Entries from an annotation dataset:
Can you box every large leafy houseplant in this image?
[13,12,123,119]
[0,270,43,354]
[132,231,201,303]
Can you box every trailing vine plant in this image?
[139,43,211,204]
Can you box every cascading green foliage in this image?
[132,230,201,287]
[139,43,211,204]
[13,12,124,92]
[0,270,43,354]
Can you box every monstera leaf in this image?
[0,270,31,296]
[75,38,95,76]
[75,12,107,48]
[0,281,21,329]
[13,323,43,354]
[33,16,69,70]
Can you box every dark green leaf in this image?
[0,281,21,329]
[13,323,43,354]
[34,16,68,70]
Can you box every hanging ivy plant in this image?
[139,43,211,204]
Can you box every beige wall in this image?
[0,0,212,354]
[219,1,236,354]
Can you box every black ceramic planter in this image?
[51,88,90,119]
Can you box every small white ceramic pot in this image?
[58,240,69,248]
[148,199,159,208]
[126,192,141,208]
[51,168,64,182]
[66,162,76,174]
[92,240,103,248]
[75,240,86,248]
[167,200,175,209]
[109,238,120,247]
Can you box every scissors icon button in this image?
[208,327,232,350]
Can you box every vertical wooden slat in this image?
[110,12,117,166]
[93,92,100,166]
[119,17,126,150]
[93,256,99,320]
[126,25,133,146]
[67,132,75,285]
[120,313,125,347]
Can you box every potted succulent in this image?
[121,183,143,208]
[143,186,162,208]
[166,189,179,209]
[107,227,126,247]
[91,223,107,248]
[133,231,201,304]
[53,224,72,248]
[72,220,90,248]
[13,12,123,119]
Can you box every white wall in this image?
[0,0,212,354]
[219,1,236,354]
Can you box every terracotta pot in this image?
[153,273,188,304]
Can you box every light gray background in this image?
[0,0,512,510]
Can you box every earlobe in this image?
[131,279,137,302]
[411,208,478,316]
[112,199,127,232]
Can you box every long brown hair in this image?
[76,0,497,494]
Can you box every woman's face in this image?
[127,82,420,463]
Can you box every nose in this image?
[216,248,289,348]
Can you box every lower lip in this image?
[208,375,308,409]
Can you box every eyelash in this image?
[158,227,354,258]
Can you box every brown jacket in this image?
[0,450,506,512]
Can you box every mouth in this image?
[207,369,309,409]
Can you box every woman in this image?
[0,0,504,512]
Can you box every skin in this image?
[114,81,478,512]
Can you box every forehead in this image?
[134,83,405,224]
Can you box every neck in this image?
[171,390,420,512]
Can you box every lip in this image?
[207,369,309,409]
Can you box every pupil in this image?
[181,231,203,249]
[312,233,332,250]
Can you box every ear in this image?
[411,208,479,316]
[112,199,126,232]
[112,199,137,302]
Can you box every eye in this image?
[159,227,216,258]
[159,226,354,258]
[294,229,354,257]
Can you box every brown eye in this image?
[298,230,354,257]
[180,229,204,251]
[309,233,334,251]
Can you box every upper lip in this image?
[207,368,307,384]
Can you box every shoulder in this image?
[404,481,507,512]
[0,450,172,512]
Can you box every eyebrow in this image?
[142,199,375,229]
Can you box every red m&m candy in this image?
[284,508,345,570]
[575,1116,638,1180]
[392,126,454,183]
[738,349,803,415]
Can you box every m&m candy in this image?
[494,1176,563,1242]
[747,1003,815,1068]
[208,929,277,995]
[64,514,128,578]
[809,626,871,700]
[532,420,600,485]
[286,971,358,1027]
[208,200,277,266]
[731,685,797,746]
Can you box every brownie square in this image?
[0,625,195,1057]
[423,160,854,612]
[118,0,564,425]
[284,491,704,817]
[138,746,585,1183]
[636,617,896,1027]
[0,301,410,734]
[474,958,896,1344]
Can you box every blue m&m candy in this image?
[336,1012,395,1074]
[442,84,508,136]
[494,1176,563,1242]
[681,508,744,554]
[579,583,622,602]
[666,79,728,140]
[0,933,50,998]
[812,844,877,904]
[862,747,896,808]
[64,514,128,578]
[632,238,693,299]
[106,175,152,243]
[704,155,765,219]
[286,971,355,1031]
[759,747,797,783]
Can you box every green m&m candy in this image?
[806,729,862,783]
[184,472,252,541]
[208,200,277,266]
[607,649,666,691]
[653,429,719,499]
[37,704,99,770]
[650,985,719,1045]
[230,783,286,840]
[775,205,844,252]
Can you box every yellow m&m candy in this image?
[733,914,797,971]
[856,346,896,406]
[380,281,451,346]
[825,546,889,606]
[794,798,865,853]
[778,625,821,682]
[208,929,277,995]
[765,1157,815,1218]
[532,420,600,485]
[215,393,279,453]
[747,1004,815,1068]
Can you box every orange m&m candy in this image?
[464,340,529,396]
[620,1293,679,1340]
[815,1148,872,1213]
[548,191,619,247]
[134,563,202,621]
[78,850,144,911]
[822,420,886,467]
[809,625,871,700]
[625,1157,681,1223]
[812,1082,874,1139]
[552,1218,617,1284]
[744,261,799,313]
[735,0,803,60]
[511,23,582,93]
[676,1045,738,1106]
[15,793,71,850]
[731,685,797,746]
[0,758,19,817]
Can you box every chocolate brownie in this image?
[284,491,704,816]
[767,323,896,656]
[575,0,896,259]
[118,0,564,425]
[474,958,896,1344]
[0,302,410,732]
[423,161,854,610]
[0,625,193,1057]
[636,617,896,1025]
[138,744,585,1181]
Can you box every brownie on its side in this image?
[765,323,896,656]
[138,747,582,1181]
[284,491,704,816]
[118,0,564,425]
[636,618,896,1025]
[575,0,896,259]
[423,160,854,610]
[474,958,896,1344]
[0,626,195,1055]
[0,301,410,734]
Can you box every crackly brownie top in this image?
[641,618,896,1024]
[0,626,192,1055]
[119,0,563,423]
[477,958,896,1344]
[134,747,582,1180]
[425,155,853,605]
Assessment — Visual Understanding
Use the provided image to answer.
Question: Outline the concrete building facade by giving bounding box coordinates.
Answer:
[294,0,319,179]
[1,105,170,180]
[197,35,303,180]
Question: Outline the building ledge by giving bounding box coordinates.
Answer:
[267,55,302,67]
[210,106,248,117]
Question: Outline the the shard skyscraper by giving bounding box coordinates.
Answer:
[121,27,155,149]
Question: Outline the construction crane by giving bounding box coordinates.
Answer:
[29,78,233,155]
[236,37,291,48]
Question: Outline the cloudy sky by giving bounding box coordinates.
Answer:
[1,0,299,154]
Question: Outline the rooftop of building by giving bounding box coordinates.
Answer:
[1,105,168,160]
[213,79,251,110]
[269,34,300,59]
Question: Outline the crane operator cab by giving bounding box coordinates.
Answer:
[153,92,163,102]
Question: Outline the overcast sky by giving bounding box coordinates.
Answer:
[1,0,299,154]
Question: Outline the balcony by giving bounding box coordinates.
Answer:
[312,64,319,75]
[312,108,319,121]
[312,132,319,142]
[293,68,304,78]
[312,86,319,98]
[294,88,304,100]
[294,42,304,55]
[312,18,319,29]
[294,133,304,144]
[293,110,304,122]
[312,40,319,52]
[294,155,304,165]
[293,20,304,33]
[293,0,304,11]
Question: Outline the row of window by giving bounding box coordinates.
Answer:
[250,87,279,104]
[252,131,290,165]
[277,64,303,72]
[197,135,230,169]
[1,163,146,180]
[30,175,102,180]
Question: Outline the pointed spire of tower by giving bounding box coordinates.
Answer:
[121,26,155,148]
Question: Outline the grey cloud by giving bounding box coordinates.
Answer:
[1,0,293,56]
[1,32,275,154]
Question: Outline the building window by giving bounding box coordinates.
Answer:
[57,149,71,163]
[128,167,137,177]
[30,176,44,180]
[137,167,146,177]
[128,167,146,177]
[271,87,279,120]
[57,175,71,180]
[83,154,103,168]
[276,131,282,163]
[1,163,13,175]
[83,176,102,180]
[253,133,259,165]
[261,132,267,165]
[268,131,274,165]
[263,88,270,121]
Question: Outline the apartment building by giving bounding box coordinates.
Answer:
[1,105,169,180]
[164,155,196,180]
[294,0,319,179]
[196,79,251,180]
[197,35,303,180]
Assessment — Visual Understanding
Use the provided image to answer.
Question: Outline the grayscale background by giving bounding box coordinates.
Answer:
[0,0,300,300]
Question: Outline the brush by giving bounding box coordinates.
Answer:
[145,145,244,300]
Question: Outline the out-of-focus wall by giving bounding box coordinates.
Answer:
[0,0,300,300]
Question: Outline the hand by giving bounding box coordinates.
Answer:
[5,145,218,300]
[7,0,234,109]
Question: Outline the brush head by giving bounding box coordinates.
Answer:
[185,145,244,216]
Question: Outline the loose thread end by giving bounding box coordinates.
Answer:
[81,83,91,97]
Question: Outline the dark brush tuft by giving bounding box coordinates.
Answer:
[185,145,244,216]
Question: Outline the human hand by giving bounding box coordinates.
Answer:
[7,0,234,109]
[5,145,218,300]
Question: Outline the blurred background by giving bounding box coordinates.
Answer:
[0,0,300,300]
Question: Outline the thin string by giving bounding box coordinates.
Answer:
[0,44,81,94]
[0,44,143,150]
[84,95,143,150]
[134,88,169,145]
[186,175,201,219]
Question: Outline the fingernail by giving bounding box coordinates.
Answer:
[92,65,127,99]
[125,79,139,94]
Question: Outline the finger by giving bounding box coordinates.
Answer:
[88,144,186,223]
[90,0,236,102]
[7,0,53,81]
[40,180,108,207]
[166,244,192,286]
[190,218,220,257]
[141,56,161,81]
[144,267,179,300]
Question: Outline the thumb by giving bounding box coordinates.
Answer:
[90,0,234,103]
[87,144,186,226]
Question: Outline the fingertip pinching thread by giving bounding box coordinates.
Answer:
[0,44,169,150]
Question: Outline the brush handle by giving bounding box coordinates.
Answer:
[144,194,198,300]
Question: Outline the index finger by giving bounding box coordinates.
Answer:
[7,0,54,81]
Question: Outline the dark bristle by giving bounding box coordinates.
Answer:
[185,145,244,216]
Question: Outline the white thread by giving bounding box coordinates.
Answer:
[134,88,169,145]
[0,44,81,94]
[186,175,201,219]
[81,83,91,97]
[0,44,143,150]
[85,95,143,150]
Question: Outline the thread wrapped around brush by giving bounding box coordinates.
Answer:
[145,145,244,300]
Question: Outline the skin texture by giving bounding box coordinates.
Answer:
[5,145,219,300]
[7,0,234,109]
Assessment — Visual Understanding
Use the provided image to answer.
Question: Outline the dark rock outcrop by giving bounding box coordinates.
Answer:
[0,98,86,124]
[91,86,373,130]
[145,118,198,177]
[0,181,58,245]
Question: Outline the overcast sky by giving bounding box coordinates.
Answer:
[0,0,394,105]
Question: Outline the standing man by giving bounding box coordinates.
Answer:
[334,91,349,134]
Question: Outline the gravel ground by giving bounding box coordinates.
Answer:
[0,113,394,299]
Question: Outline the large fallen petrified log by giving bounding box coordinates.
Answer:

◆ **Stated exercise**
Pull out every line of the material above that contains the string "skin", copying each one in full.

◆ **Response for this exercise**
Can you box every skin in this image?
Question: Outline the skin texture by giving bounding box coordinates.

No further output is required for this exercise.